Work instructions —
Give all of the lines again, with nothing added or dropped.

Stored records —
--------------------------------------------------

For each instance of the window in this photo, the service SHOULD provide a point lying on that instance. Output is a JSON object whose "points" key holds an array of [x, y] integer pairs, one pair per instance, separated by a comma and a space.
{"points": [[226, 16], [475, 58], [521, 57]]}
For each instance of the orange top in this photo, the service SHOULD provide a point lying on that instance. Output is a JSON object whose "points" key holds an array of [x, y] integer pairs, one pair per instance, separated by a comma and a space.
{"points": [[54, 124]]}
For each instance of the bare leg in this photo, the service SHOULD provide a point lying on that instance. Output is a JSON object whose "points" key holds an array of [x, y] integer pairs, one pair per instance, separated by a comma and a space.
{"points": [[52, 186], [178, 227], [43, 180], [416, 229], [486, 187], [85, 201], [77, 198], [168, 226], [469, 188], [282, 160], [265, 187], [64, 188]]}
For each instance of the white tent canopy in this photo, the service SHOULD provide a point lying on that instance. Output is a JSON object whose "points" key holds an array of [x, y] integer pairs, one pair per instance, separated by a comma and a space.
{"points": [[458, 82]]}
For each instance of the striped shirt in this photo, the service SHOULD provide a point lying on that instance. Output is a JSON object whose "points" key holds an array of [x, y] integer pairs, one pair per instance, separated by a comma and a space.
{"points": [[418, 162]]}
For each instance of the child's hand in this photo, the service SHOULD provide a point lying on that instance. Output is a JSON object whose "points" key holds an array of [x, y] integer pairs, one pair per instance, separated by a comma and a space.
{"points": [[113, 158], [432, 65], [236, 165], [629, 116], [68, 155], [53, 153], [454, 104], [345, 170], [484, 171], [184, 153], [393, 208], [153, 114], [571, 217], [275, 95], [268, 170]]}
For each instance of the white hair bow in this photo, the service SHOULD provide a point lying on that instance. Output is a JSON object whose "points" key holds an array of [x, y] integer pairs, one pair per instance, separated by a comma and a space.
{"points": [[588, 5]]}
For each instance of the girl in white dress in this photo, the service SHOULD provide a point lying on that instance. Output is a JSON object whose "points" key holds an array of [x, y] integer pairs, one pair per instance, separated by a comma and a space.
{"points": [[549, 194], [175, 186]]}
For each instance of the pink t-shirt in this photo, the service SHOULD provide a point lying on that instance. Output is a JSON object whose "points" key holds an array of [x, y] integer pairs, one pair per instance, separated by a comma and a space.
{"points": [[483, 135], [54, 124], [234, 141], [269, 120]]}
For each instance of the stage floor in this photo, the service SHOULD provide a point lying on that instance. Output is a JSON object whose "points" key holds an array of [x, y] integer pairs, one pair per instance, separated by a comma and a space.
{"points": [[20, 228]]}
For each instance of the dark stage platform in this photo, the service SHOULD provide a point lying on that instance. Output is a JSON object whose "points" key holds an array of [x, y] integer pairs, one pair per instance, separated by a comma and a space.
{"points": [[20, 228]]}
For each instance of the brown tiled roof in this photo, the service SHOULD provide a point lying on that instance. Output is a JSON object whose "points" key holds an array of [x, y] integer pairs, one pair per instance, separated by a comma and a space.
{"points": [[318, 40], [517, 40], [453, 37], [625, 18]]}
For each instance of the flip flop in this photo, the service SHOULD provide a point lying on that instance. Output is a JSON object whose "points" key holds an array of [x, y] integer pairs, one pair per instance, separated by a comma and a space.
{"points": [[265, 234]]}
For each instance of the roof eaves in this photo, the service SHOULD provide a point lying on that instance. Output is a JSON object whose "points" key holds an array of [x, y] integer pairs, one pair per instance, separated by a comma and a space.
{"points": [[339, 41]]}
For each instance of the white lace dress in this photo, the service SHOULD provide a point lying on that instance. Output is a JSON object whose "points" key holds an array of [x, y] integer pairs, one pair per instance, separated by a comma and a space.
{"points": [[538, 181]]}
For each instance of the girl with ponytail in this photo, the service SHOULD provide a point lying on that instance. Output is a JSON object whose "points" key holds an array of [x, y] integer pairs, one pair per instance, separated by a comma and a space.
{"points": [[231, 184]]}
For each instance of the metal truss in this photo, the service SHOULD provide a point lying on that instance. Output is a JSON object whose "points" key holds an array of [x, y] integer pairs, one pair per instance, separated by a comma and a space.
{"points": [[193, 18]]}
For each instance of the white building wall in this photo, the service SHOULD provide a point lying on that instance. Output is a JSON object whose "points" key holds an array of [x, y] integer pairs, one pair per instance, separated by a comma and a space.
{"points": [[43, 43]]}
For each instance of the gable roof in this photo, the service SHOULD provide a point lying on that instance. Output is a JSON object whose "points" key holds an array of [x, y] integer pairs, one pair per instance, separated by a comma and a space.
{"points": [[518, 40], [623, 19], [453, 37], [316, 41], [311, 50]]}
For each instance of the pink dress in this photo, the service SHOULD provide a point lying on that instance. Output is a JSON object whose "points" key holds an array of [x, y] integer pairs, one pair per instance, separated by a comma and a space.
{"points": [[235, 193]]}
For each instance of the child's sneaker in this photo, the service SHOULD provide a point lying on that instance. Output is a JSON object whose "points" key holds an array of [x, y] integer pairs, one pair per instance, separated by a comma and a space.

--------------------------------------------------

Task answer —
For each instance of the window in this photo, the service SHOULD provide a point lying on that instance. Output is a JSON object whose "points" key holds an array of [x, y] integer pairs, one pair per instance, separated by a comma and a space.
{"points": [[226, 16], [475, 58], [521, 57]]}
For each instance of the orange top in this photo, the service SHOULD provide a point lying on that instance. Output is a JSON object whose "points" key holds an array of [x, y] integer pairs, one pair per instance, separated by a comma and a space.
{"points": [[54, 124]]}
For each instance of the bare leg in this photo, the service SHOULD provide a point lying on that instance. Output is a JSON object whose "points" key holds an array of [x, y] integer pairs, one pair per instance, separated by a comma and a space.
{"points": [[52, 186], [178, 227], [43, 180], [416, 229], [486, 187], [85, 201], [77, 198], [168, 226], [469, 188], [282, 160], [265, 187], [64, 188]]}
For each instance of the white tent canopy in this photo, the service SHOULD provide a point lying on that instance. Output is a JSON object whose "points" key holds an array of [x, y] integer pairs, one pair per instance, separated by a comma and a space.
{"points": [[458, 82]]}
For each instance of the striped shirt in this photo, the service SHOULD provide a point lying on that instance. Output is a JSON object whose "points" key holds an array of [x, y] integer pairs, one pair per instance, separated by a comma and a space.
{"points": [[418, 162]]}
For each instance of the child's hand in this photo, the service SHOULD provide a point lying on that instance. Output is a JSON object whose "points" key holds an array of [x, y] integer pairs, one pair per instance, separated by a comma and a space.
{"points": [[113, 158], [432, 65], [236, 165], [629, 116], [68, 155], [53, 153], [454, 104], [345, 170], [484, 171], [184, 153], [393, 208], [153, 114], [571, 217], [275, 95], [268, 170]]}
For each instance of the white hair bow in this photo, the service SHOULD provide a point lying on that instance. Output is a JSON object whose "points" key holds an array of [x, y] integer pairs, one pair per instance, separated by a comma and a space.
{"points": [[588, 5]]}
For each instance of the girl in white dress in this photo, the service SHOULD provide a point lying on that instance. Output is a JSON object whose "points" key holds an array of [x, y] integer pairs, one pair per instance, separated by a comma and a space.
{"points": [[549, 194], [175, 186]]}
For each instance of the pink t-shirt in this photo, the service SHOULD provide a point lying on that instance. Output is a JSON object whose "points" key holds an array of [x, y] integer pairs, one pair per instance, separated by a comma and a space.
{"points": [[483, 135], [54, 124], [234, 141], [269, 120]]}
For each instance of the stage floor in this photo, the service SHOULD provide a point lying on that instance. Output is a JSON object whose "points" key holds an array of [x, y] integer pairs, one pair per instance, separated by a comma and a space.
{"points": [[20, 228]]}
For each instance of the dark stage platform in this photo, the service SHOULD provide a point lying on that instance. Output is a JSON object whose "points" key holds an array of [x, y] integer pairs, one pair per instance, separated by a comma and a space.
{"points": [[20, 228]]}
For each instance of the brown tiled roof in this photo, the service SHOULD provide a point lying on that instance. Output is a JSON object whose "points" key holds an array of [x, y] integer pairs, one pair per instance, separated by a comma and a space.
{"points": [[318, 40], [517, 40], [453, 37], [625, 18]]}
For each instance of the flip flop in this photo, the service SHOULD provide a point lying on that instance. Output is a JSON object whose "points" key holds an array of [x, y] integer pairs, one pair per instance, separated by a comma and a space.
{"points": [[265, 234]]}
For each instance of the roof eaves in this photo, the service SHOULD provide a point lying on that instance. Output is a JSON object whose "points" key holds an array of [x, y] integer pairs, one pair per instance, separated by a comma and a space.
{"points": [[339, 41]]}
For each instance of the white lace dress in this photo, the service SHOULD provide a point lying on that instance. Output is a JSON object whose "points" key holds an array of [x, y] integer pairs, one pair per instance, separated by a comma and a space.
{"points": [[538, 181]]}
For each instance of the girl with ponytail in this photo, the service SHOULD provide a point lying on that instance. Output is a JSON object whose "points" key holds an array of [x, y] integer pairs, one pair per instance, separated by a comma and a space.
{"points": [[231, 184]]}
For each instance of the metal truss in this photo, the service SHOULD provide a point lying on that instance. Output is a JSON object whose "points" key holds an array of [x, y] integer pairs, one pair per instance, separated by a comma and a space.
{"points": [[193, 18]]}
For each instance of the white building wall in this photo, the service SHOULD provide a point lying on that instance. Output is a JSON object whose "points" key holds an array of [x, y] integer pairs, one pair per instance, separated by a comma and a space.
{"points": [[43, 43]]}
For each instance of the gable roof in this photo, the service SHOULD provide a point lying on that instance. Output is a JSON object whose "points" key holds an array of [x, y] integer pairs, one pair per instance, separated by a comma and a space.
{"points": [[518, 40], [623, 19], [453, 37], [316, 41], [311, 50]]}
For each instance of the pink dress in this photo, the service SHOULD provide a point lying on that instance. Output is a JSON object whose "points" key holds an array of [x, y] integer pairs, one pair per instance, separated by a comma and a space.
{"points": [[235, 193]]}
For each instance of the child's sneaker in this photo, the service SHOULD provide a point lying on that instance. Output is a JSON object whose "points" key holds an array of [x, y] integer pairs, one pair per instance, separated by a comma and a space.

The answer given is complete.